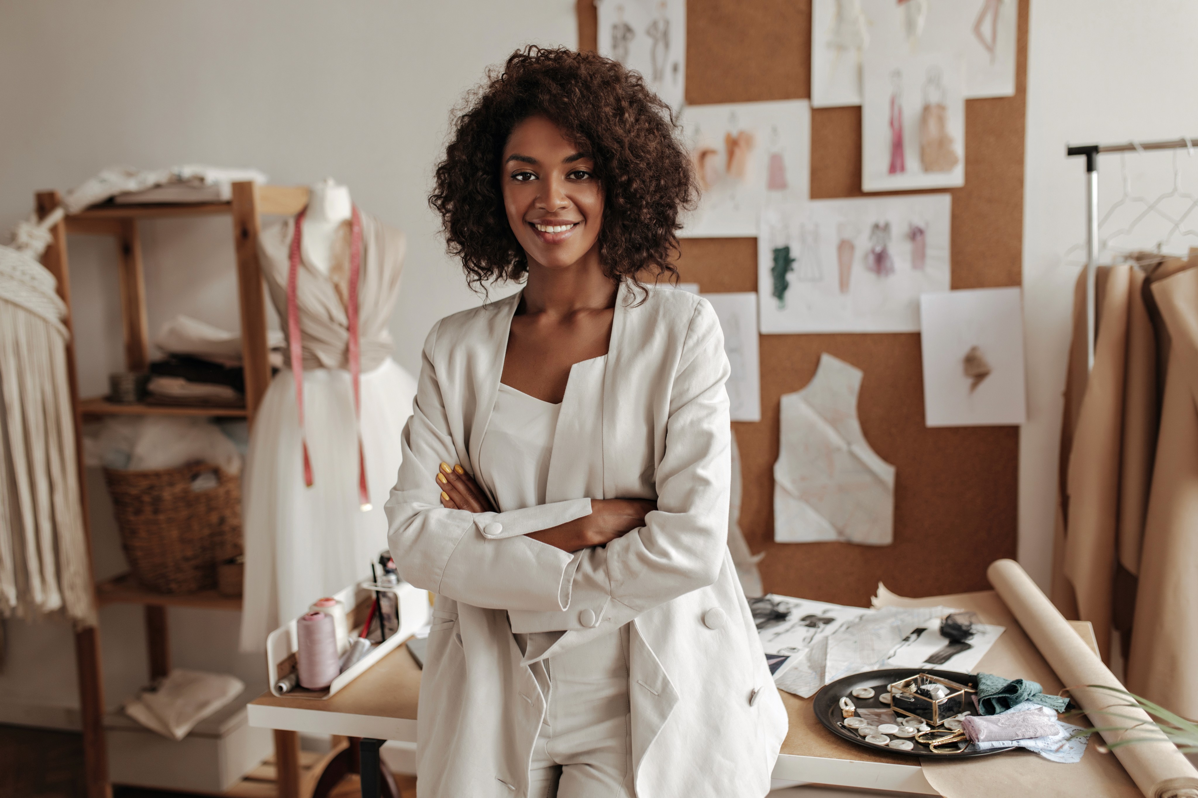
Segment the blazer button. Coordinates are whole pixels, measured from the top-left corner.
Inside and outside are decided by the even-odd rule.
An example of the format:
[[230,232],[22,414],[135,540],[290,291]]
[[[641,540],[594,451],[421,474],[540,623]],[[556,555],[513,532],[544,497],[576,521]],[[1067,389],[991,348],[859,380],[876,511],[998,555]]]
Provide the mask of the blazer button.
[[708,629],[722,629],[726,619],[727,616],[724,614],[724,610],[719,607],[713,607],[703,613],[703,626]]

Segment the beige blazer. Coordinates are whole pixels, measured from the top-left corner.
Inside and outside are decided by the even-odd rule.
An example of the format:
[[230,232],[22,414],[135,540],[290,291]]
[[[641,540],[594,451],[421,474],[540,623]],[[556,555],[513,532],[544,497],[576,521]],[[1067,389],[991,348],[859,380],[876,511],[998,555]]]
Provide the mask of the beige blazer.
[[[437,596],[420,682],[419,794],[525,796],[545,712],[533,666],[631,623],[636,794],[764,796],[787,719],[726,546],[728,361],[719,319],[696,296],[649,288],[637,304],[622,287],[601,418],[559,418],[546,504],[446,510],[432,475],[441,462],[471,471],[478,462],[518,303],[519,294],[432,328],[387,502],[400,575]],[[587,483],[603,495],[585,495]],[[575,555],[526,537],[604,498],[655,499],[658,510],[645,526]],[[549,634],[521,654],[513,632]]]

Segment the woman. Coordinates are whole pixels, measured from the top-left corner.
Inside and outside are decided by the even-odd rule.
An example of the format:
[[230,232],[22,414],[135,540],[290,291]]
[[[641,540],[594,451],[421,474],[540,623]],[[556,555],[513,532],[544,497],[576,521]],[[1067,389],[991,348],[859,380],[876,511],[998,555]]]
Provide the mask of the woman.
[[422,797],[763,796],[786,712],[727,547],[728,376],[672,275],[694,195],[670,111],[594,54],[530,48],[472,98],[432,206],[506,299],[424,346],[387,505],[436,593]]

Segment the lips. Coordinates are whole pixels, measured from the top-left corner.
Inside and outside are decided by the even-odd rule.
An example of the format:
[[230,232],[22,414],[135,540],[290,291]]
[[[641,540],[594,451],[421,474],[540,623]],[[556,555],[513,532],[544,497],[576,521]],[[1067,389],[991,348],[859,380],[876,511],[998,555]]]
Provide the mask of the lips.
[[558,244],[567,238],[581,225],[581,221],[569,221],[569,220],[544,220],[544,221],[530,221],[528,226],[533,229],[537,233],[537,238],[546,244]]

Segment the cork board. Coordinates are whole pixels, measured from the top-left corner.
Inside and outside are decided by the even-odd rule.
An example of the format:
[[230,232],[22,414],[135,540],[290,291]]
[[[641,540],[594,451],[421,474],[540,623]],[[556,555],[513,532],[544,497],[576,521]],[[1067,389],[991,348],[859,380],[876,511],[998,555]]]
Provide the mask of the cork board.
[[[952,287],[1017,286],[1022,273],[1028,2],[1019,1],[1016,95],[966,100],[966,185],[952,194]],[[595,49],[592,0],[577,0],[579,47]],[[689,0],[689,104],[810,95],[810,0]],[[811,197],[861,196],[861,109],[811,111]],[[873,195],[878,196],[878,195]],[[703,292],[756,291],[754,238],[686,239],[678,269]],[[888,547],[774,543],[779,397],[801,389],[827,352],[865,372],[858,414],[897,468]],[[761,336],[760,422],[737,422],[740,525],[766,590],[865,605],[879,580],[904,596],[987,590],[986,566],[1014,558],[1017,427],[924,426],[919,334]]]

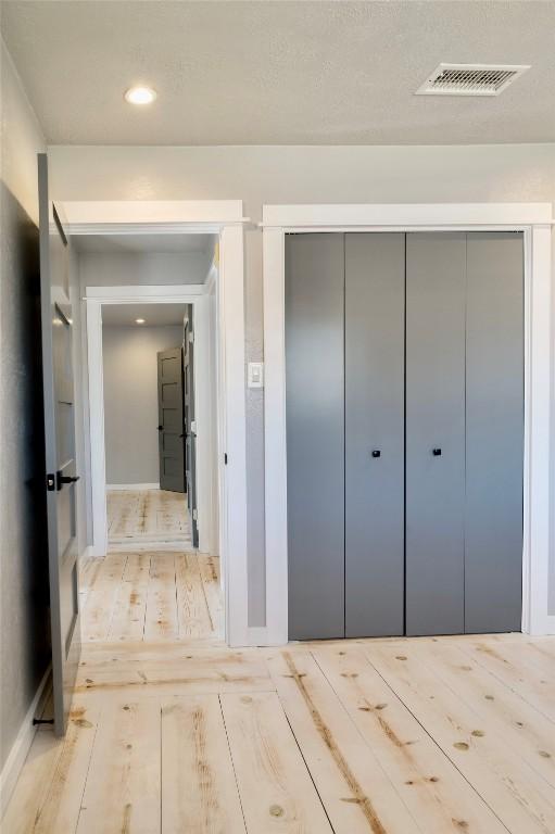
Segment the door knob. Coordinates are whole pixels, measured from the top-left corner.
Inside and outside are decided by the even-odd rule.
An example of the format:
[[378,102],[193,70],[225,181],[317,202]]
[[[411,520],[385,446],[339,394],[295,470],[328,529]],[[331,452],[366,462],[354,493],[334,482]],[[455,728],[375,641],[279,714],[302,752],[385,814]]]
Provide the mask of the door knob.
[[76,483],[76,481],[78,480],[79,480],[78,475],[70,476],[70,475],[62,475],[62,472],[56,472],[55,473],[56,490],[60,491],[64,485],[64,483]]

# [Goal of the exercise]
Can you write out the lines from the one containing "Segment the door" through the final line, inclusive, as a numbered list with blank lines dropped?

# [Problem solution]
1. Segment the door knob. Coordinates are whole pixels, measured from the top-left corner.
2. Inside and outside are decided by the even-odd rule.
3. An example of the format:
4. [[378,102],[193,70],[225,181],[317,202]]
5. [[[411,520],[385,446],[339,394],[295,470],[328,529]],[[331,452],[366,462],[354,493],[334,482]],[[455,728],[375,641],[279,714],[302,752],[385,814]]]
6. Provide the mask of the door knob.
7. [[76,483],[76,481],[78,480],[79,480],[78,475],[70,476],[70,475],[62,475],[62,472],[56,472],[55,473],[56,490],[60,491],[64,485],[64,483]]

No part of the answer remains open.